EXTRAIT FOURNI:
Pour atteindre cet objectif global, la Commission estime que les objectifs de réduction sectoriels devraient être :
- -43% pour les secteurs visés par le SEQE (base 2005),
- -30% pour les secteurs hors SEQE (base 2005). Cet effort serait partagé équitablement entre les Etats membres mais pour l’heure, la Commission n’apporte aucune précision sur cette répartition du futur effort.
Année de référence 1990 ou 2005 ?
Alors que les objectifs de réduction de GES sont en général exprimés par rapport à l’année de référence 1990 [aux niveaux de l’UE et international (surtout dans le cadre de la Convention Climat et du Protocole de Kyoto)], comme c’est le cas pour l’objectif global de -40% du Paquet climat/énergie 2030, les objectifs de réduction SEQE et hors SEQE 2030, eux, sont exprimés par rapport à l’année de référence 2005 [suivant en cela les objectifs SEQE et hors SEQE fixés par le Paquet climat/énergie 2007].
Afin d’obtenir les réductions d’émissions de GES requises dans les secteurs couverts par le SEQE, la Commission propose de porter le facteur linéaire de réduction annuelle du plafond de quotas de l’UE [qui limite les émissions de ces secteurs] de 1,74% actuellement [cf. directive 2003/87/CE modifiée, article 9](6) à 2,2% après 2020 (voir réforme structurelle du SEQE p.3).
Quant à la répartition de l’effort collectif de réduction dans les secteurs hors SEQE, la Commission estime que pour le cadre 2030, l’objectif de réduction pour chaque Etat membre devrait être fixé sur la base des mêmes facteurs que pour la répartition des efforts en 2007, à savoir la richesse relative des Etats membres déterminée par le biais du PIB/habitant.

LISTE DES ENREGISTREMENTS:
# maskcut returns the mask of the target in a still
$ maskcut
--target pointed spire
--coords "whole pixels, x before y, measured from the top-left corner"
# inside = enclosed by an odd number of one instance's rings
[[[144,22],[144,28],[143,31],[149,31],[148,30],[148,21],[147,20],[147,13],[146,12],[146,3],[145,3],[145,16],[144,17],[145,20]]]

CONSIGNE: Condensez en liste le paragraphe de l'extrait qui commence par « Afin d'obtenir les réductions » en conservant ses faits principaux. Appuyez-vous uniquement sur l'extrait.

CORRIGÉ:
- But : obtenir les réductions d'émissions de GES requises dans les secteurs couverts par le SEQE.
- Proposition de la Commission : relever le facteur linéaire de réduction annuelle du plafond de quotas de l'UE, qui limite les émissions de ces secteurs.
- Taux actuel : 1,74 % (directive 2003/87/CE modifiée, article 9).
- Taux proposé : 2,2 % après 2020.